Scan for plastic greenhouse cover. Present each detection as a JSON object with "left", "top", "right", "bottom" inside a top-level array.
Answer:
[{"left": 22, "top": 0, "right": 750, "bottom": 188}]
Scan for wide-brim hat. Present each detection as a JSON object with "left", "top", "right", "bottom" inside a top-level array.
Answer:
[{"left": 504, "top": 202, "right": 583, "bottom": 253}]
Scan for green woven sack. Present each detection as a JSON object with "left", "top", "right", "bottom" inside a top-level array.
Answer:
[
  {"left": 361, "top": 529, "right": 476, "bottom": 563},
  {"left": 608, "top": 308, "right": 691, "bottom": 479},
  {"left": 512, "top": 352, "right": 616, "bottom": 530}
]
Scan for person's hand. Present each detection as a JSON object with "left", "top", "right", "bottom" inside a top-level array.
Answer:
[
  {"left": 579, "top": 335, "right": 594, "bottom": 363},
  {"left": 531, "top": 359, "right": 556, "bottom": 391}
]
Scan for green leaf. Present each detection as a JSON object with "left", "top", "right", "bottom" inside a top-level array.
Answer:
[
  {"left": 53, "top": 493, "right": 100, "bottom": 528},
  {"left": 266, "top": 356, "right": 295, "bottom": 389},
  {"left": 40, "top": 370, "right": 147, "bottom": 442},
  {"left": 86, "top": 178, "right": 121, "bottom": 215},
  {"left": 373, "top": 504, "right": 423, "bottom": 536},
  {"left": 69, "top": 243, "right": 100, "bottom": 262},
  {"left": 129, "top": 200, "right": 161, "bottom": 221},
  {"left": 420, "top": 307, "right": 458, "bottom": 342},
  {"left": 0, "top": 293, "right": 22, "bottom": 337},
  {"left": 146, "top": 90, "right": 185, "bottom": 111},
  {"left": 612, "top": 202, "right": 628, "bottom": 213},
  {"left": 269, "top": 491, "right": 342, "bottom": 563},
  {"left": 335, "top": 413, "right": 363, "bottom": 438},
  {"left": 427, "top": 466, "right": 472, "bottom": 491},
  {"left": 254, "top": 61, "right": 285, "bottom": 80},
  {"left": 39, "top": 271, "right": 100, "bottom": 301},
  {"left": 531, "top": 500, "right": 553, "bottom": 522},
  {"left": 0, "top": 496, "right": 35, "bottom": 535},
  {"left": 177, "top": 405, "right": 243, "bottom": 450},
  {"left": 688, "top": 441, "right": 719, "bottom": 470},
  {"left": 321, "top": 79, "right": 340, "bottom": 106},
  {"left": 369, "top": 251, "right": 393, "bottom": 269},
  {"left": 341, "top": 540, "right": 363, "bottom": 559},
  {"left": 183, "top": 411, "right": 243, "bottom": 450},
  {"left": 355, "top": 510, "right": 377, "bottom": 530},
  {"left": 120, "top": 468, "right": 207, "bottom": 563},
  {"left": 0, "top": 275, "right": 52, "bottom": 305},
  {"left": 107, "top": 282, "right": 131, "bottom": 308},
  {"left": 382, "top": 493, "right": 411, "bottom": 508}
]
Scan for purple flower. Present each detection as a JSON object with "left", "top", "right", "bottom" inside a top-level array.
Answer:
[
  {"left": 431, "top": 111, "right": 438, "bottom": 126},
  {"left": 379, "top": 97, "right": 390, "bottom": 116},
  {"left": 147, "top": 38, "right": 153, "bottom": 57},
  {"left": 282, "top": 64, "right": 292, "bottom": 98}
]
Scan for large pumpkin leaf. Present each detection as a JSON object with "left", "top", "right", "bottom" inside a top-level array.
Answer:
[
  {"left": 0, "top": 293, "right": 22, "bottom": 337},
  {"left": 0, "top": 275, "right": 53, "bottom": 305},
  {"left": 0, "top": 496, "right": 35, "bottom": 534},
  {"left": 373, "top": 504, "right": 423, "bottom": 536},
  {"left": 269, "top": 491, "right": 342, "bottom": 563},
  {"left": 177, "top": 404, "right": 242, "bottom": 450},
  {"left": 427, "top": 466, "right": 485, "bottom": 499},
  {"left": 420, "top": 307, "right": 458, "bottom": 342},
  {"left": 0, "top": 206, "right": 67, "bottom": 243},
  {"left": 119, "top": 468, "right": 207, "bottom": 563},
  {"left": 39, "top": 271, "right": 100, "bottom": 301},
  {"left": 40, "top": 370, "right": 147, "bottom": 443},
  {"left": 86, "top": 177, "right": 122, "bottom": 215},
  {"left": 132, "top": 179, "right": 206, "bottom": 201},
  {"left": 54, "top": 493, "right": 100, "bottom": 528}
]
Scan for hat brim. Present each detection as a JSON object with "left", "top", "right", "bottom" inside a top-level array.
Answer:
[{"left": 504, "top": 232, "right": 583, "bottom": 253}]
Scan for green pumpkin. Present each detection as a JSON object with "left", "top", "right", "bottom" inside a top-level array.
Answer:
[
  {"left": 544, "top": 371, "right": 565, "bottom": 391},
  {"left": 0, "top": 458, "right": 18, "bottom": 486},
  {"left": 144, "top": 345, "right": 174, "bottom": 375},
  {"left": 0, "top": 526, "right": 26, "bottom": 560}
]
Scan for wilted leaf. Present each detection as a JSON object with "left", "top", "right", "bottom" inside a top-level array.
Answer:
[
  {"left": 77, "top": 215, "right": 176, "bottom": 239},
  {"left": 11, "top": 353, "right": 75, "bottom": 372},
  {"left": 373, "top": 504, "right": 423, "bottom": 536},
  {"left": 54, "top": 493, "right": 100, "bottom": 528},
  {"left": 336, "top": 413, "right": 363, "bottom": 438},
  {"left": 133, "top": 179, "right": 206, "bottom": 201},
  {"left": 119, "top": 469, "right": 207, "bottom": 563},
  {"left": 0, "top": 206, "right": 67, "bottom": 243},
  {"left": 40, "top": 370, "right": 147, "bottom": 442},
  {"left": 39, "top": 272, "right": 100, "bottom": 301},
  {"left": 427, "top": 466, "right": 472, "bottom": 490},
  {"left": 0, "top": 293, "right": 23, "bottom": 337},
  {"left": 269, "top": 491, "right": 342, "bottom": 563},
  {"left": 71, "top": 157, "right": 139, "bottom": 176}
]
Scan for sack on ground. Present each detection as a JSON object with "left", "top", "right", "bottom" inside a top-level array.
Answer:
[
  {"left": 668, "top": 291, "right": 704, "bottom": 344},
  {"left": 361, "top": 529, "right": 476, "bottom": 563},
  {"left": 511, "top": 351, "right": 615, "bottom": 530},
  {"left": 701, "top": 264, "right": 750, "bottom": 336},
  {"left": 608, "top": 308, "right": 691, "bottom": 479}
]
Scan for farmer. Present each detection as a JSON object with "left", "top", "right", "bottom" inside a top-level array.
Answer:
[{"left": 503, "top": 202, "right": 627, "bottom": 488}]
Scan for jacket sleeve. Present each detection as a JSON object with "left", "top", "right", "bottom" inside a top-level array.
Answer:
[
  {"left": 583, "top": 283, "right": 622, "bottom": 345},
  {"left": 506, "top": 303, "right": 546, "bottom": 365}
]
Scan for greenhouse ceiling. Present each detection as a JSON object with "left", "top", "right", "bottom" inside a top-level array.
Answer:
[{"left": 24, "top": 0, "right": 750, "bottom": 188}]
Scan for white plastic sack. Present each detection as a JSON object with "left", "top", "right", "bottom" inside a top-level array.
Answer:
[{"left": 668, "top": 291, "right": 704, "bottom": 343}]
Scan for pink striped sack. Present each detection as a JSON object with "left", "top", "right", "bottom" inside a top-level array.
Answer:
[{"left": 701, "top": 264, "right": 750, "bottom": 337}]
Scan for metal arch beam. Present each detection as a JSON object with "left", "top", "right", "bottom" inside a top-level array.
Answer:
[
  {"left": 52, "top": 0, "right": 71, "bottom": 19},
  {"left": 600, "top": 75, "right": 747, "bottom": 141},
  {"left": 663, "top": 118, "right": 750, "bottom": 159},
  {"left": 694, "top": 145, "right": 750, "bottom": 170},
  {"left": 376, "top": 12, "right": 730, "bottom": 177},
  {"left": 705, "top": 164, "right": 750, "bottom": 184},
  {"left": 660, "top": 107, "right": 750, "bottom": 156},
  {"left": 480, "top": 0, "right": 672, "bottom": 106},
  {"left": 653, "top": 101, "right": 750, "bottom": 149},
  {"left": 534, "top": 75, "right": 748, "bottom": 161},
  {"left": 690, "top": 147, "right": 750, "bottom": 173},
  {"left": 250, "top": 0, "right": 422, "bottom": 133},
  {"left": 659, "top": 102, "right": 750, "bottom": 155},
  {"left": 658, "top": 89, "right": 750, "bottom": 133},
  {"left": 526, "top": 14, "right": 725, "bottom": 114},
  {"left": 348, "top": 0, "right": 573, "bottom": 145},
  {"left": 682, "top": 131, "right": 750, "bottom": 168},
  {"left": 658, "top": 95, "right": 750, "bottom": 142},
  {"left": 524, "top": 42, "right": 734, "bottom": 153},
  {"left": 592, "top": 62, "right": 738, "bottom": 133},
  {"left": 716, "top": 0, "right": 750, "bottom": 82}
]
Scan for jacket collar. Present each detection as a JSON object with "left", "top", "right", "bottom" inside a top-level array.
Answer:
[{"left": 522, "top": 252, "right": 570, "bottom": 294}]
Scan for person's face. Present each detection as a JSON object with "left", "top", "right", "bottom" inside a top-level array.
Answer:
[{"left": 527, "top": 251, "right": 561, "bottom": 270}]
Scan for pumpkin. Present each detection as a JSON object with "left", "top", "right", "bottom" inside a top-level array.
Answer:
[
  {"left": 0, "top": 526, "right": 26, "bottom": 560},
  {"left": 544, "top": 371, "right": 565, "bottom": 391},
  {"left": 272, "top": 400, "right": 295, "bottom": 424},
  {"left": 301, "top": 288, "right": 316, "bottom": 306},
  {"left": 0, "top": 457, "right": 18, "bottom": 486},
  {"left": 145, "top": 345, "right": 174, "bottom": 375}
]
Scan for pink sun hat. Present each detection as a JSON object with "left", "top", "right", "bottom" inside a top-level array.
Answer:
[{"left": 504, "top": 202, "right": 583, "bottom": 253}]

+ + +

Print exactly the lines above, between the one holding "Scan for large" and the one holding "Scan for green pumpkin.", inclusive, and nothing besides.

- [Final answer]
Scan for large pumpkin leaf. Present each detection as a JSON object with "left", "top", "right", "bottom" inside a top-level array.
Answer:
[
  {"left": 0, "top": 293, "right": 22, "bottom": 337},
  {"left": 0, "top": 275, "right": 53, "bottom": 305},
  {"left": 0, "top": 496, "right": 35, "bottom": 534},
  {"left": 373, "top": 504, "right": 423, "bottom": 536},
  {"left": 269, "top": 491, "right": 342, "bottom": 563},
  {"left": 177, "top": 404, "right": 242, "bottom": 450},
  {"left": 427, "top": 466, "right": 485, "bottom": 499},
  {"left": 420, "top": 307, "right": 458, "bottom": 342},
  {"left": 0, "top": 206, "right": 67, "bottom": 243},
  {"left": 119, "top": 468, "right": 207, "bottom": 563},
  {"left": 39, "top": 271, "right": 100, "bottom": 301},
  {"left": 40, "top": 370, "right": 147, "bottom": 443},
  {"left": 86, "top": 177, "right": 122, "bottom": 215},
  {"left": 132, "top": 179, "right": 206, "bottom": 201},
  {"left": 54, "top": 493, "right": 100, "bottom": 528}
]
Scan for hat brim. Present each detection as a JSON object with "left", "top", "right", "bottom" inside a top-level array.
Answer:
[{"left": 504, "top": 232, "right": 583, "bottom": 253}]
Scan for green pumpkin. Present each detection as a JSON object with "left", "top", "right", "bottom" inside a top-level array.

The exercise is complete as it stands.